課題 => 映画レビューのうち、「一人の人間が世界を動かしてい」を含む語句で始まり「のロデオショーなイメージだ。」で終わる部分を、「ロデオショー」を「ジェットコースター」に置き換えて書き直しなさい。

---------- ページ ----------

「フジ系アニメのお節料理」虐殺器官 いぱねまさんの映画レビュー(感想・評価)
フジ系アニメのお節料理
いわずとしれた『ノイタミナ』レーベルの作品。いろいろ紆余曲折を経ての完成である。原作未読なので、あくまでも映画作品としての感想なのだが、色々なテーマが、今まで観てきたこの手のSFサイコサスペンス系のジャンルとしての重箱をギッチリと詰め込んだ、ラーメン二朗もびっくりな『マシマシ』な感じに仕上がっている。原作発表がもっと昔ならば、これが元で、他の映画がこれをモチーフにしたのではないだろうか、そこはよく分からない。それ程、どっちが先か後かは置いておいて、概視感が付きまとうプロットではある。
一人の人間が世界を動かしているという、今流行りの『オルタナファクト』からの日本人が好きそうな発想から、他の要素も織込んでのターボ感がかかるのだが、しかし、結末に向かうにつれ、段々雑になる人間関係の変化や、ストーリー展開の崩壊とまではいかなくても、スッキリとは結びつかない、いわゆる腑に落ちない流れも、少々落胆な感情を持ってしまう。大風呂敷を広げて、ここから回収するといっても、収拾が付かないような。。。 とりもなおさず、専門用語の連発で、それがどれ位作品としてのフリなのかもよく分からず、乗りこなせず落とされてばかりのロデオショーなイメージだ。

---------- 未加工の記録 ----------

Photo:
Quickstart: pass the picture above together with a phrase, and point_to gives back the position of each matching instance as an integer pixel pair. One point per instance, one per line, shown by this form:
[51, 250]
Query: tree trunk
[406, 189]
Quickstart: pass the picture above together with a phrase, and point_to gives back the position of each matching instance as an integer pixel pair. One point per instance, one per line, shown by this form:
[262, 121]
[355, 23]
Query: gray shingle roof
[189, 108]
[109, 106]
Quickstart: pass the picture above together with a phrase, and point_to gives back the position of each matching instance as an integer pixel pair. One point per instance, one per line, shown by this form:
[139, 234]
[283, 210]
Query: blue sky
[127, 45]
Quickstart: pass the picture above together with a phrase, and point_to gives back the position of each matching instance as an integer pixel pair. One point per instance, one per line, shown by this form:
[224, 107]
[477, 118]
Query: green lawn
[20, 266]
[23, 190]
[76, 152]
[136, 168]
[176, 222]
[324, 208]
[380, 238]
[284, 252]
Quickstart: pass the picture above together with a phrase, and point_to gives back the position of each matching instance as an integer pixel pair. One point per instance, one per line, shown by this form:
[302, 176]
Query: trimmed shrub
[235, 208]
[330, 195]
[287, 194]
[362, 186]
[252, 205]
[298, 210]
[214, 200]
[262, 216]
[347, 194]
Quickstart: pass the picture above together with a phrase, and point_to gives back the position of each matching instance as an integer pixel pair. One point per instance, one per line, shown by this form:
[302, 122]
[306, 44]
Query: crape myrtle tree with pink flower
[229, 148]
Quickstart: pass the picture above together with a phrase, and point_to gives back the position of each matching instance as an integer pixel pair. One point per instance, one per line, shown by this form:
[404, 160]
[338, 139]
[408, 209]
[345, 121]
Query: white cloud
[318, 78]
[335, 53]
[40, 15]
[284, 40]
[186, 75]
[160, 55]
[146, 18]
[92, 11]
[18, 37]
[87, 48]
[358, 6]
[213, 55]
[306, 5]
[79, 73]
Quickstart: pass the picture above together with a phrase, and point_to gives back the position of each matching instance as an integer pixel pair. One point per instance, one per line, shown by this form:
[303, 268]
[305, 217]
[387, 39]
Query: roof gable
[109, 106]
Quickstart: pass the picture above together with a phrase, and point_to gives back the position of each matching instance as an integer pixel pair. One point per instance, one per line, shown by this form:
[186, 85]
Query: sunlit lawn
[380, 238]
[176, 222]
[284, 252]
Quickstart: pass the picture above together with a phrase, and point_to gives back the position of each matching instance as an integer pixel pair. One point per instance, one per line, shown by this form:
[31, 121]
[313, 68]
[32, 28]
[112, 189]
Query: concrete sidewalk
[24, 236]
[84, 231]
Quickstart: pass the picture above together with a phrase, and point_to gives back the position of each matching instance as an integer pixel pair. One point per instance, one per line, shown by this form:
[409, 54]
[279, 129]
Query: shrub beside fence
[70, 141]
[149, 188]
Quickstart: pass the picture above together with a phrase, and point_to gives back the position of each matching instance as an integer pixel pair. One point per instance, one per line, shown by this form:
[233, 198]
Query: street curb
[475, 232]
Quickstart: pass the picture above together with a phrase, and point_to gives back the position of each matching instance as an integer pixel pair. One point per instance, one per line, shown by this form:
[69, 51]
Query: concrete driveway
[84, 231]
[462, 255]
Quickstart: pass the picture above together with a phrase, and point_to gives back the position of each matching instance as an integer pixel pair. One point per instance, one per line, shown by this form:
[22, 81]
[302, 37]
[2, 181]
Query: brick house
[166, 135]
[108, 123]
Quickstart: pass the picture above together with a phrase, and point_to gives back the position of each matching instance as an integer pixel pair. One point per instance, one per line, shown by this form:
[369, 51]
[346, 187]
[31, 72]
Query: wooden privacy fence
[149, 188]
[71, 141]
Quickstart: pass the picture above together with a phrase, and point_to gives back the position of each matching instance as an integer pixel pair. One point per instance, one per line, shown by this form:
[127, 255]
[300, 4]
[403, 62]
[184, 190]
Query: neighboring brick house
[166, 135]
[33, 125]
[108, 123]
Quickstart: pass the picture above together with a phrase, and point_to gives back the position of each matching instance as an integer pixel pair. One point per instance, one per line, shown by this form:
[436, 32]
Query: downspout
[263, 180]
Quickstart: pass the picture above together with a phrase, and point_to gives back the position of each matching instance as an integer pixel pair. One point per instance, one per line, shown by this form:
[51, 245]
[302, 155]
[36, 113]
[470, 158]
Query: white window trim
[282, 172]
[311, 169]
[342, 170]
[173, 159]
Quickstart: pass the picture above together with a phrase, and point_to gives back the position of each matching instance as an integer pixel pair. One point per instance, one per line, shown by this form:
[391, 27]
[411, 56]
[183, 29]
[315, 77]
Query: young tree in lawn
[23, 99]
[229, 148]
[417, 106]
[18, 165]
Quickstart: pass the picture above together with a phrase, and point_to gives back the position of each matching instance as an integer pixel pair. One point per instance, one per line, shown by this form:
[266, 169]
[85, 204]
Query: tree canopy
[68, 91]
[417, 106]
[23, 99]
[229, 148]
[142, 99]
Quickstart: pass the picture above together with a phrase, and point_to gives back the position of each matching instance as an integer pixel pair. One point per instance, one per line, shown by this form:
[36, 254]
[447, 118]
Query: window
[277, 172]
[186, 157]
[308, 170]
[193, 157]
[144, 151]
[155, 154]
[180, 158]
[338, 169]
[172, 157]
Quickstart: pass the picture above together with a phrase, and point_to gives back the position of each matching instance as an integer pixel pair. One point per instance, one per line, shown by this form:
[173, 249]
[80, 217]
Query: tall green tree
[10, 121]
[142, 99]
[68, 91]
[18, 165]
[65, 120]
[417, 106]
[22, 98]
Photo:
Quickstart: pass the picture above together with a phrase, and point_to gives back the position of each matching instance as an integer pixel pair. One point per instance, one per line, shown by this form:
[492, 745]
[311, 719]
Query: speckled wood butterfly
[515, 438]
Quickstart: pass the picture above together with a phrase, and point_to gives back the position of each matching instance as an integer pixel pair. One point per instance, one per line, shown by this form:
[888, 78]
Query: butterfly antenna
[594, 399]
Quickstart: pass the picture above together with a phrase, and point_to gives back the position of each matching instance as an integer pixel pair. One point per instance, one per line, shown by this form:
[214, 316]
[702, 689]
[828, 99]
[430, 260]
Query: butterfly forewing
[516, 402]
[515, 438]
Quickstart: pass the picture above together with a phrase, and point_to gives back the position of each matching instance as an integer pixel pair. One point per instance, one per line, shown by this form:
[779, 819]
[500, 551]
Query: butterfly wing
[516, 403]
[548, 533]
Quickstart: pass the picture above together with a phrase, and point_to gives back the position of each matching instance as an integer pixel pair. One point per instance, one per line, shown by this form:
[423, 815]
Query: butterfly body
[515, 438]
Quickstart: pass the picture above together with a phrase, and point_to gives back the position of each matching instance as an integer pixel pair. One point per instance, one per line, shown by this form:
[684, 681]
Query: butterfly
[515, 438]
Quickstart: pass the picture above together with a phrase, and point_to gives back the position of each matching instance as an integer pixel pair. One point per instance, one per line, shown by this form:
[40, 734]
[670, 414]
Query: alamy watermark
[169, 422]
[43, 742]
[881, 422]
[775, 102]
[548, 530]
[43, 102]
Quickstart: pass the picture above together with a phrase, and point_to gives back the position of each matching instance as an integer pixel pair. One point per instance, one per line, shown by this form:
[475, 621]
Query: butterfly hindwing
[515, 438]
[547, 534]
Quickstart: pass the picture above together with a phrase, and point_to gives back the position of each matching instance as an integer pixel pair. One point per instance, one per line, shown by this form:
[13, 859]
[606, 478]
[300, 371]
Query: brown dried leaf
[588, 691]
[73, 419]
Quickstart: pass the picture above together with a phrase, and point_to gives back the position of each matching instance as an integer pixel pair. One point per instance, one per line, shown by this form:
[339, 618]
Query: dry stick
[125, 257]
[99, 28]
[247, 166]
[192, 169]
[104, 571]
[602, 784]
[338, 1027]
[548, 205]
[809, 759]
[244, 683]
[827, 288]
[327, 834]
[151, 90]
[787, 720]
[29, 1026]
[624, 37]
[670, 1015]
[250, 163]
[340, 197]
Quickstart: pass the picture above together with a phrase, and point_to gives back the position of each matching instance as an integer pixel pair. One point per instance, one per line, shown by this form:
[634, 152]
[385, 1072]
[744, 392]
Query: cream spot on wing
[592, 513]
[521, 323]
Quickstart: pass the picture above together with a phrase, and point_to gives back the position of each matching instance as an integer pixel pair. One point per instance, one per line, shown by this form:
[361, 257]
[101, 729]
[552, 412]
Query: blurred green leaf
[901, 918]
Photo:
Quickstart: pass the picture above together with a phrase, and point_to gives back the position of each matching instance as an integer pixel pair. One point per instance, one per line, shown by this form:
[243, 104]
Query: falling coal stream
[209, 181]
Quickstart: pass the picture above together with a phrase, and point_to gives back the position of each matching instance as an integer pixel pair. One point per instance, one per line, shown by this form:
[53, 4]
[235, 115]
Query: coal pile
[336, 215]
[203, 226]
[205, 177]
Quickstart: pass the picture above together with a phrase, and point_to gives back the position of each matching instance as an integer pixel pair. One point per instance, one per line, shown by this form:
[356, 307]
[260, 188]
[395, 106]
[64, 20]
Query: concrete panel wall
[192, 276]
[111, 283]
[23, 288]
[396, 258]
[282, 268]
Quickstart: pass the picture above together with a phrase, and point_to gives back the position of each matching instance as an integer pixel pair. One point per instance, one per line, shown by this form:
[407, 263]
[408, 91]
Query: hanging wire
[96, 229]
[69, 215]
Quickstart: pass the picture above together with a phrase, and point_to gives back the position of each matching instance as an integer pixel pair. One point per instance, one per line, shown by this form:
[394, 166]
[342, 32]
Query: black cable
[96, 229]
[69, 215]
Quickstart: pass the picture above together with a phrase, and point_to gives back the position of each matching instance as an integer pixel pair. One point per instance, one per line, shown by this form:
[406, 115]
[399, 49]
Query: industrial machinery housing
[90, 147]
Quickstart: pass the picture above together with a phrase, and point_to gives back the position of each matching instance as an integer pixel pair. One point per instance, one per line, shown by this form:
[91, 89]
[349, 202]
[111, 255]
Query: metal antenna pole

----------

解答 =>
一人の人間が世界を動かしているという、今流行りの『オルタナファクト』からの日本人が好きそうな発想から、他の要素も織込んでのターボ感がかかるのだが、しかし、結末に向かうにつれ、段々雑になる人間関係の変化や、ストーリー展開の崩壊とまではいかなくても、スッキリとは結びつかない、いわゆる腑に落ちない流れも、少々落胆な感情を持ってしまう。大風呂敷を広げて、ここから回収するといっても、収拾が付かないような。。。 とりもなおさず、専門用語の連発で、それがどれ位作品としてのフリなのかもよく分からず、乗りこなせず落とされてばかりのジェットコースターなイメージだ。